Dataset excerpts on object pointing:
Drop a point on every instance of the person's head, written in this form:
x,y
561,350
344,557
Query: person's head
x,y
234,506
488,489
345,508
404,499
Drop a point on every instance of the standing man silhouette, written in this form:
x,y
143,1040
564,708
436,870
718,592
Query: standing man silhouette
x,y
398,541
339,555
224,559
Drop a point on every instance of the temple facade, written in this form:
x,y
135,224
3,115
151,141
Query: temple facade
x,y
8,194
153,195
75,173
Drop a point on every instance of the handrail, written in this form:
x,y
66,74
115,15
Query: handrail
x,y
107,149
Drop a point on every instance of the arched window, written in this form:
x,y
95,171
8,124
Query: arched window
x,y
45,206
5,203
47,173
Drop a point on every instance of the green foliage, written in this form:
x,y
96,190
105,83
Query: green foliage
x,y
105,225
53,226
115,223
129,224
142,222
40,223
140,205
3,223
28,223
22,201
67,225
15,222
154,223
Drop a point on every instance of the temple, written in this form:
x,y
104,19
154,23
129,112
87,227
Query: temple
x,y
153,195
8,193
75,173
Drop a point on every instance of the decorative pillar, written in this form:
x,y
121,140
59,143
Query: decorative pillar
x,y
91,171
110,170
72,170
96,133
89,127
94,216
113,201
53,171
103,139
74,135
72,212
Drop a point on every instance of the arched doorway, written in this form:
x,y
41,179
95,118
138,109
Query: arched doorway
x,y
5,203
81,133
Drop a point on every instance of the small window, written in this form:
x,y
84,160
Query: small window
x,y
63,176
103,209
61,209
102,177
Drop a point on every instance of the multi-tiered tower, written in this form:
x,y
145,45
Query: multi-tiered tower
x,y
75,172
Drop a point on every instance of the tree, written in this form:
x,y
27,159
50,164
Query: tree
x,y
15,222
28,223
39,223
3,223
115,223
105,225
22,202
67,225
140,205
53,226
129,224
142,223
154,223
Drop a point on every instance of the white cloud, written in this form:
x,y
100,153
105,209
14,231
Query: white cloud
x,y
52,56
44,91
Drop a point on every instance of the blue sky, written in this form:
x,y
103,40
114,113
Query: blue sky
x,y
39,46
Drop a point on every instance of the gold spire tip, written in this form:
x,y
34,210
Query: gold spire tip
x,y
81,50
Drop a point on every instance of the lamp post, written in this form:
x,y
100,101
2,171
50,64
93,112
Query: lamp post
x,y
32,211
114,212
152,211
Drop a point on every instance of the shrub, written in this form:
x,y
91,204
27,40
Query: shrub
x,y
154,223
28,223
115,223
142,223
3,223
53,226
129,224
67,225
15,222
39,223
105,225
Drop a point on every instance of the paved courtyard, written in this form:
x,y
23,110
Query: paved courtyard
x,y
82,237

## TASK BRIEF
Rewrite the entries starting at the line that contains "Drop a point on every instance of the tree, written" and ending at the last entry, changing "lamp post" to "streetlight" and leaving everything else as it is.

## RESULT
Drop a point on every instance of the tree, written in this form:
x,y
27,159
50,164
Query: tree
x,y
15,222
28,223
39,223
3,223
115,223
105,225
22,202
67,225
140,205
53,226
129,224
142,223
154,223
Drop a point on every instance of the white cloud, written in this form:
x,y
100,153
105,209
14,231
Query: white cloud
x,y
52,56
44,91
Drop a point on every instance of the blue sky, written in this form:
x,y
103,40
114,113
Query: blue sky
x,y
39,46
Drop a point on every instance of the gold spire tip, written in this form:
x,y
34,210
Query: gold spire tip
x,y
81,50
Drop a point on every instance of the streetlight, written in this form:
x,y
100,101
2,171
50,64
93,112
Query: streetlight
x,y
32,211
114,212
152,211
Drop a point on every instance of the shrub, written in this form:
x,y
91,204
27,40
Query: shrub
x,y
154,223
28,223
115,223
142,223
3,223
53,226
129,224
67,225
15,222
39,223
105,225
Drop a point on every instance of the paved courtyard, written in this form:
x,y
23,110
Query: paved courtyard
x,y
82,237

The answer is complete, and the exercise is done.